La Belgique vit une des crises les plus sérieuses de sa (courte) existence : Flamands et Wallons ne parviennent pas à se mettre d'accord pour former un gouvernement en raison des revendications fédéralistes des premiers. En proposant de régionaliser l'assurance maladie, au motif que les francophones cotisent moins qu'ils ne touchent, on porte profondément atteinte à l'unité et à l'existence même de ce pays. En effet, que restera-t-il de commun aux deux communautés du royaume d'Albert II si elles ne parlent pas la même langue et que leur système de protection sociale est scindé en deux ? L'exemple Belge prouve les dangers d'un fédéralisme trop poussé qui exite les tensions communautaires et nourrit le ressentiment. Malgré toutes ses imperfections, le centralisme à la Française a permis de forger une solide identité et cohésion nationale.

Venons-en à la politique sociale proposée par Nicolas Sarkozy au Sénat. Elle comprend tout d'abord des éléments de bon sens partagés par bon nombre de connaisseurs des dossiers sociaux, comme la fusion entre l'ANPE et l'UNEDIC, la poursuite de la réforme du régime général des retraites (comme le prévoit la loi Fillon de 2003) ou la taxation des départs en préretaite. Mais deux mesures sont plus directement liées à la question qui nous occupe ici : la cohésion nationale, il s'agit de la réforme des régimes spéciaux de retraites et du financement de l'assurance maladie.

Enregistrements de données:

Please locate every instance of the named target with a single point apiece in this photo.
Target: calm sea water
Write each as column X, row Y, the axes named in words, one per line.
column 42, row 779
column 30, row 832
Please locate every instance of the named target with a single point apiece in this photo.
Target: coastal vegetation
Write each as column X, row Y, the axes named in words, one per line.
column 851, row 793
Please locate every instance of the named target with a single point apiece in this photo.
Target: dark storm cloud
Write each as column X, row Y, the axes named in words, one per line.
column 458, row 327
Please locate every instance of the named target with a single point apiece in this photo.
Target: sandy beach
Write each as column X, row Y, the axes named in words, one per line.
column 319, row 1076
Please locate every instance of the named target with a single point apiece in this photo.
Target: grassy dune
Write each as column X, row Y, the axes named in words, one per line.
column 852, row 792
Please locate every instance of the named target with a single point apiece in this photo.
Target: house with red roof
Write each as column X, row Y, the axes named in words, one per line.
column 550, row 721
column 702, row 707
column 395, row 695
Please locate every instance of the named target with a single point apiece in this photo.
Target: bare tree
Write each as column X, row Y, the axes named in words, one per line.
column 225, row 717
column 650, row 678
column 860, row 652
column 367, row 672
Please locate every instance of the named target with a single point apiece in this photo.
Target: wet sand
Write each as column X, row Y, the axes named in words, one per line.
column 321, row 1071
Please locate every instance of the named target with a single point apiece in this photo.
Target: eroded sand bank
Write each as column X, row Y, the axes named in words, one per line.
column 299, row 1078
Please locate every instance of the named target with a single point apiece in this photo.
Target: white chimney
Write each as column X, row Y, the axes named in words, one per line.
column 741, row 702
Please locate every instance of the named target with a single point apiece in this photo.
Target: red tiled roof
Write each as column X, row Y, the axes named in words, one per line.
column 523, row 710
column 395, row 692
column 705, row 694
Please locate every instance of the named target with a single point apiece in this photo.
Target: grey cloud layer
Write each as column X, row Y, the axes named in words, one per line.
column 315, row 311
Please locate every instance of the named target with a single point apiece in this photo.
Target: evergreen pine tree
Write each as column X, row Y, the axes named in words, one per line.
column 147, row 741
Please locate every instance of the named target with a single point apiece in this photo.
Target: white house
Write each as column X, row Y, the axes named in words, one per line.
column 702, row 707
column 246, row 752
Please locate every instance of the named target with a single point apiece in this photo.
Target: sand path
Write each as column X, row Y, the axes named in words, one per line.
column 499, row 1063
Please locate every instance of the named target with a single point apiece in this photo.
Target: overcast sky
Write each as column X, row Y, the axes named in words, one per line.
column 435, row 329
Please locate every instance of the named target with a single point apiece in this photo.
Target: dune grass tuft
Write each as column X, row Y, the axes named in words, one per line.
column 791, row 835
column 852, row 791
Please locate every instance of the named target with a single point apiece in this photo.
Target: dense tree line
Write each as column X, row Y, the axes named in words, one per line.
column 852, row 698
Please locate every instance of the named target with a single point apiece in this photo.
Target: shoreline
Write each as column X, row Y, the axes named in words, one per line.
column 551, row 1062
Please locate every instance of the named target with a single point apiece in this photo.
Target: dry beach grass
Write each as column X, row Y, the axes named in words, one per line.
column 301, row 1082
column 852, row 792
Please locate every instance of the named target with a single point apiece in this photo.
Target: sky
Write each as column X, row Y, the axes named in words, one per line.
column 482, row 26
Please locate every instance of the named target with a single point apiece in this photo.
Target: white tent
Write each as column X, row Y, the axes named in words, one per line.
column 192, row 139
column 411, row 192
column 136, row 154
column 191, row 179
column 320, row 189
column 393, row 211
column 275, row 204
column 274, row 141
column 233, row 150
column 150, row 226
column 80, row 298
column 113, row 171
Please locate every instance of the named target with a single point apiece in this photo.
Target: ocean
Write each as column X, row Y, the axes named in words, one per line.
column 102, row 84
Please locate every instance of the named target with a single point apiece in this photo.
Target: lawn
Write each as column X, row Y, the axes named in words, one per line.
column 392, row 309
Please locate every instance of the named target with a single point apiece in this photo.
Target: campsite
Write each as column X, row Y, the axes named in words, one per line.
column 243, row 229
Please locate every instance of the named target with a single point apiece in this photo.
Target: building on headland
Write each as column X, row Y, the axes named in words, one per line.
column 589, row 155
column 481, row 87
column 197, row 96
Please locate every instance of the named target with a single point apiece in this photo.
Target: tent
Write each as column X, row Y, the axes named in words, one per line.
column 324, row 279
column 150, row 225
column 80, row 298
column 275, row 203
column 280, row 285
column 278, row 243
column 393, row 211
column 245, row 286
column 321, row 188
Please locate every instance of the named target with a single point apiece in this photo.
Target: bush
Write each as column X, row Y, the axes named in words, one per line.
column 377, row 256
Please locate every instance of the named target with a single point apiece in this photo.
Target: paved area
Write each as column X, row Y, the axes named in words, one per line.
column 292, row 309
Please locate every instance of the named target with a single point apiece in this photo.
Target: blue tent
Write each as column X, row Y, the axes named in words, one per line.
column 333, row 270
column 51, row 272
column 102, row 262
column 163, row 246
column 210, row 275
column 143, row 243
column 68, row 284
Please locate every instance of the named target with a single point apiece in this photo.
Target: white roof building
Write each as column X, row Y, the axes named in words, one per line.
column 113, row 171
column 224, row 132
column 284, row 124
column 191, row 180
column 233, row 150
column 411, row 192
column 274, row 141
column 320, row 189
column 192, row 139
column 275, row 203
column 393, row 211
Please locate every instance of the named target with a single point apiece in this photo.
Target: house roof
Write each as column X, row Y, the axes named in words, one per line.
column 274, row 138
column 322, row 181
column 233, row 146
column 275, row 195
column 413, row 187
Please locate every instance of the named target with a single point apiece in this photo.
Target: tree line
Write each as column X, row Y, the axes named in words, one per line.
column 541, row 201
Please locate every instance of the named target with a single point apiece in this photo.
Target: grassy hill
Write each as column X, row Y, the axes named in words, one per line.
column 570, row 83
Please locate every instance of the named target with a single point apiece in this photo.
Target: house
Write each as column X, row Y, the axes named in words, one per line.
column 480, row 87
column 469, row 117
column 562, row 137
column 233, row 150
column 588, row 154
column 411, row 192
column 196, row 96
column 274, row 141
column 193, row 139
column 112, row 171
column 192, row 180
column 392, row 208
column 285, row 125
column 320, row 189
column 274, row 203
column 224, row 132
--
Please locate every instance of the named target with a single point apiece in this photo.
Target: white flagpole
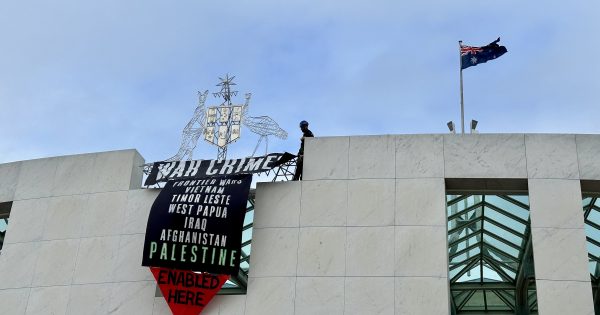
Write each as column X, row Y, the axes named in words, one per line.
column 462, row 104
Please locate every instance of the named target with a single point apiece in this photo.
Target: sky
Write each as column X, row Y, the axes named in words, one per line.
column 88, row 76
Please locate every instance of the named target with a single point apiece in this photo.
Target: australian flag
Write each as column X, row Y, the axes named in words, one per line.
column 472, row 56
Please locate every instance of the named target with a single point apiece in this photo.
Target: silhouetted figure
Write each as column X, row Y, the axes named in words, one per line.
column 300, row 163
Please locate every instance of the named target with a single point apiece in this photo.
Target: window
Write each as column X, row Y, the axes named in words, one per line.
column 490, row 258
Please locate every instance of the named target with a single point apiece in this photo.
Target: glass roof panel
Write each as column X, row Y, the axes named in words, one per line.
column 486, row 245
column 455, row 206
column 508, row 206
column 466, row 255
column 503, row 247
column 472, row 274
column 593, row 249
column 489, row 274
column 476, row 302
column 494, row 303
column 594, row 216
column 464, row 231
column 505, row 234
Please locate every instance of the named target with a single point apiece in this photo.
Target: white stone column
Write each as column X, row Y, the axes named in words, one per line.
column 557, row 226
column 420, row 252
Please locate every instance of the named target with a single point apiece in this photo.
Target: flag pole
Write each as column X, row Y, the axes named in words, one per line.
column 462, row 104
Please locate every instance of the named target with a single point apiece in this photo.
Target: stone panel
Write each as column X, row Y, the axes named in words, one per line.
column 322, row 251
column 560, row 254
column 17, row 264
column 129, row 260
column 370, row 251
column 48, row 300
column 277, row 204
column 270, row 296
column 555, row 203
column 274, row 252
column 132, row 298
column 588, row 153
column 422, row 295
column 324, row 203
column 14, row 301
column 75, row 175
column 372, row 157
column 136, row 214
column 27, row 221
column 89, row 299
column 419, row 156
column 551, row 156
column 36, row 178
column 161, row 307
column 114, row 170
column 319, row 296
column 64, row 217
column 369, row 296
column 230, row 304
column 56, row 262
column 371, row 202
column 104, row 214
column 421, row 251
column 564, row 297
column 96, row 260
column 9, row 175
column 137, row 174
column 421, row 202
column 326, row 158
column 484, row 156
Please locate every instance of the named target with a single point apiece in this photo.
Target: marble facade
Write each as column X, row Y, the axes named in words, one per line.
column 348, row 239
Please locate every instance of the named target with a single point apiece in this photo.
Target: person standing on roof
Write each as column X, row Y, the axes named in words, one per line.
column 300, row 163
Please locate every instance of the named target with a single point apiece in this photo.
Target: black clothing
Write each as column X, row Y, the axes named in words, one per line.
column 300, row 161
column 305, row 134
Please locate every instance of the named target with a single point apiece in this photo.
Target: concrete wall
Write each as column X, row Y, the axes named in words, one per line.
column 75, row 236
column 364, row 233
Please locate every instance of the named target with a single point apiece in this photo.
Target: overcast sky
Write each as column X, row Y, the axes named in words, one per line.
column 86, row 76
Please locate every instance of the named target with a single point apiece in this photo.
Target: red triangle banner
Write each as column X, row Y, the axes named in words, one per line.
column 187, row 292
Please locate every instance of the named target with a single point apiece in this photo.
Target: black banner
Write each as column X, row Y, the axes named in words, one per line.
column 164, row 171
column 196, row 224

**Consignes**
1/ D'après le texte fourni, quelle loi de 2003 prévoit la poursuite de la réforme du régime général des retraites ?
2/ Pour chaque affirmation, dites par oui ou par non si elle concorde avec le texte fourni, et citez les mots qui tranchent.
(a) Les revendications fédéralistes viennent des Flamands.
(b) Le centralisme à la française n'a pas permis de forger une identité nationale.
(c) Nicolas Sarkozy propose au Sénat de fusionner l'ANPE et l'UNEDIC.
Les entrées n'ont aucun rapport avec le texte fourni.

**Réponses attendues**
1/ La loi Fillon.

2/
(a) Oui : « Flamands et Wallons ne parviennent pas à se mettre d'accord pour former un gouvernement en raison des revendications fédéralistes des premiers ».
(b) Non : « le centralisme à la Française a permis de forger une solide identité et cohésion nationale ».
(c) Oui : « comme la fusion entre l'ANPE et l'UNEDIC ».